Reproduce the entries below verbatim, everything from their first line down to and including the line that contains "[0,100,36,139]".
##### PROVIDED RECORDS
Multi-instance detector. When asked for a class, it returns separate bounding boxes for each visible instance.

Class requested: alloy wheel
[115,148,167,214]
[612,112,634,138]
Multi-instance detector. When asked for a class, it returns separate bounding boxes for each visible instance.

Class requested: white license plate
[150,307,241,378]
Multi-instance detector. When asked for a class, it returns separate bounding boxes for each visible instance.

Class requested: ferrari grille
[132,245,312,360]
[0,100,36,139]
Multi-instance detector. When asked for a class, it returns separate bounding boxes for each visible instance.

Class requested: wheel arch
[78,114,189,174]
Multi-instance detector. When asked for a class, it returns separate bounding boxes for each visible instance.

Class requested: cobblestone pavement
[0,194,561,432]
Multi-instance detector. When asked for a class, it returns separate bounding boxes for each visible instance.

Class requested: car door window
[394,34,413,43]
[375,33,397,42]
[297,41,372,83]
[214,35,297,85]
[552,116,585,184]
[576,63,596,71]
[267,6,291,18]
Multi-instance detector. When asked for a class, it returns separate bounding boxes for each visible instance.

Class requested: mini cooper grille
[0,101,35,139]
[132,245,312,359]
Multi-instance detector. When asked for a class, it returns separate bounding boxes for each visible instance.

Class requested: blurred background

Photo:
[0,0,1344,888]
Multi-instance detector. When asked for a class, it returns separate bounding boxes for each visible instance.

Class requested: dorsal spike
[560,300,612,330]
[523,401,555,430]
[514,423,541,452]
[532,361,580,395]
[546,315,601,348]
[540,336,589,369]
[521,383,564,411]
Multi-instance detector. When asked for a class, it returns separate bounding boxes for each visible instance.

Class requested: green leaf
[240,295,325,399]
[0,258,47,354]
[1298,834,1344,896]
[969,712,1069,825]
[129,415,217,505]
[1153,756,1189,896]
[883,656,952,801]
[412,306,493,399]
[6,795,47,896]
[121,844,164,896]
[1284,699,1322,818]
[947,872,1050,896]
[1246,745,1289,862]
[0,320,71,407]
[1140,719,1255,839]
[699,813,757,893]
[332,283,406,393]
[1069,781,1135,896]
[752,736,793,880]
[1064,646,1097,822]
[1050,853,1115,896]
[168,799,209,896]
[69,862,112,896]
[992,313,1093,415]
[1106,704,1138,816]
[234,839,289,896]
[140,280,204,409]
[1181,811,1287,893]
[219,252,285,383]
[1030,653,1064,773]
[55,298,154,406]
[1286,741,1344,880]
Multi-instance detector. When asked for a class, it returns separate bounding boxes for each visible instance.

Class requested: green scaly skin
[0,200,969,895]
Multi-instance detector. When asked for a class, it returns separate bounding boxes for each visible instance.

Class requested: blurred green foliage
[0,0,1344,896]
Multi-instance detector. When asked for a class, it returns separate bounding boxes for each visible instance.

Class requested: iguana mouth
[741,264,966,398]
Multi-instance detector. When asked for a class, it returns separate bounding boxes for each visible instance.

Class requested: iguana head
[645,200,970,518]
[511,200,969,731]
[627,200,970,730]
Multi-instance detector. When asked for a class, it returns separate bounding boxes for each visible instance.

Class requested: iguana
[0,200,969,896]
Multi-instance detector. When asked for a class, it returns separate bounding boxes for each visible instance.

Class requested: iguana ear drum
##########
**WORKED ANSWER**
Multi-instance detector. When asked for a class, it returns separate bounding boxes for each visible instance.

Class requested: alloy wheel
[115,148,167,214]
[612,112,634,138]
Multi-instance detector. When asked for a class, it returns separate bounding boxes for each visible instance.

Class requested: white license plate
[150,307,241,378]
Multi-instance detector. When asked for a class, it returns separate bounding boxes for each visible instance.

Class requested: ferrari grille
[132,245,312,360]
[0,100,36,139]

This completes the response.